═══ Excerpted text ═══

Job done and full of splinters, we sit astride the vast pile of logs and sluggishly wobble back along the narrow track, certain death a couple of crumbling feet away.  Conversation swings between Quechua and Spanish so eventually I lose interest in keeping track of the dialogue.  At some point a four-wheel drive pickup pulls across our path ahead of the bus and the driver descends to converse with the occupants.  “What’s going on?” I ask my log-chum.  “They are angry because we don’t have a permit to remove wood from this zone,” he tells me, “And there will be a fine.”  Money changes hands and with the delay in crooked negotiations we arrive back into town as darkness is falling.  There’s no way I’m going to make it to Trujillo today.  “No problem, sleep on the floor of the market with us,” the driver suggests, shattering all my preconceptions of him being a bad-tempered bastard.  My internal adventure rating slips off the scale with a click.

═══ Listed records ═══

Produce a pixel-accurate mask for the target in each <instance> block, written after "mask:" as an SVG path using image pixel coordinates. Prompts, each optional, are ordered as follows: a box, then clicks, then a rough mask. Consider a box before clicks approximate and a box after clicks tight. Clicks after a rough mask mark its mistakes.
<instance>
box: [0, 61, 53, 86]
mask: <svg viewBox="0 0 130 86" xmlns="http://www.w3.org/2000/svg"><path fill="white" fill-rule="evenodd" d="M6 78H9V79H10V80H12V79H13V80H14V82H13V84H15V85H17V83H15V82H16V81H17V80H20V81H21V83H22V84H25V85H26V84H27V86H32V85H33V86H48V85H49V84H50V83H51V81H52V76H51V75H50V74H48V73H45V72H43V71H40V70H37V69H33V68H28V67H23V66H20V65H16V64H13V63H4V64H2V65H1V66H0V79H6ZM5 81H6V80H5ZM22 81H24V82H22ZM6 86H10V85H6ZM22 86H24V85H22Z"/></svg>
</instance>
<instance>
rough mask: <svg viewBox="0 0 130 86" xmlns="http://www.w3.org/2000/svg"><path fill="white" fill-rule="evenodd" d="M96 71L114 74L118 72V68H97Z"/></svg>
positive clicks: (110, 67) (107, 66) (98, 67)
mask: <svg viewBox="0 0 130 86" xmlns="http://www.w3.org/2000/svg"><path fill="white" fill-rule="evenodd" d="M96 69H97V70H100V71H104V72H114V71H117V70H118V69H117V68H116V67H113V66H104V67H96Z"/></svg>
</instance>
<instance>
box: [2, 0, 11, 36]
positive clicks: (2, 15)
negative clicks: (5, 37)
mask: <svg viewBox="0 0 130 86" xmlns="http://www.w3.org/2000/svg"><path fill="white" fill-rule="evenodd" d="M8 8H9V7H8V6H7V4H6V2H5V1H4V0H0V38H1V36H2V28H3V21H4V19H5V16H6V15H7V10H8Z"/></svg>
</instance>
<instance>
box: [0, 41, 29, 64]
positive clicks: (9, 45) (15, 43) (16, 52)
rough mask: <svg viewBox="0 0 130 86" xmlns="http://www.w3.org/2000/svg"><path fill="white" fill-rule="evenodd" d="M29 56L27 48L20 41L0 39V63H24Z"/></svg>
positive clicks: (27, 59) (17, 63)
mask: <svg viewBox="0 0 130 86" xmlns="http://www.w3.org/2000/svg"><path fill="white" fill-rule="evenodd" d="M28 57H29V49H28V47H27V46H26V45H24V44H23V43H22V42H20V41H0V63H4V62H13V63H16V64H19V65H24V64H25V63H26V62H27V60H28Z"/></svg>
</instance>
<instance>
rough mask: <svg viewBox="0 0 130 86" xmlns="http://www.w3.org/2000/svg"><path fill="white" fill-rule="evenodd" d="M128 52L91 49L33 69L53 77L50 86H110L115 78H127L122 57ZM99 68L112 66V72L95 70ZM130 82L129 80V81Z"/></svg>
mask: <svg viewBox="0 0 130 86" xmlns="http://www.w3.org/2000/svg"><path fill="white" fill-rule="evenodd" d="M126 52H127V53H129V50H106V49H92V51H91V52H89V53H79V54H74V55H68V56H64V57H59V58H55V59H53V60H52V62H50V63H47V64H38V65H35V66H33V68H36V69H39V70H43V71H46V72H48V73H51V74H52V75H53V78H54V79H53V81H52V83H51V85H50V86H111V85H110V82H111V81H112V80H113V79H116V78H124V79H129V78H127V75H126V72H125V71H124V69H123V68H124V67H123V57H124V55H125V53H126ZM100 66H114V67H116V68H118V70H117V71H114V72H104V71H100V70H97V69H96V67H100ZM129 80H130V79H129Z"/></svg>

═══

Activities:
1. In the log-hauling account, why does the group get back into town only as darkness is falling? Answer in one to three sentences.
2. Continue the log-hauling account from its last sentence.
The rows aren't needed for anything here.

Answers:
1. They are held up on the track by the occupants of a pickup, who are angry that the group has no permit to remove wood from the zone and say there will be a fine. Money changes hands, and the delay from these crooked negotiations means they reach town at dusk.

2.
“Where the fuck have you been?” the women chirp as they climb back into the truck laden with gigantic bundles that I try in vain to assist them with.  “We had to negotiate a bribe,” I explain.  They tut and roll their eyes.  Our vehicle rolls off into the setting sun along the winding mountain dust.

I’m sitting on a giant pile of wood in the back of a bumping truck as the stars pop out of the twilight that steadily consumes the burning sky of sunset.  In the gathering dusk, the women open their bundles, chattering to each other in the sing-song dialect of Quechua.  The thick fragrance of wild herbs fills the air and my soul swells to the point of exploding with the sheer ridiculous joy of my immediate present, right now.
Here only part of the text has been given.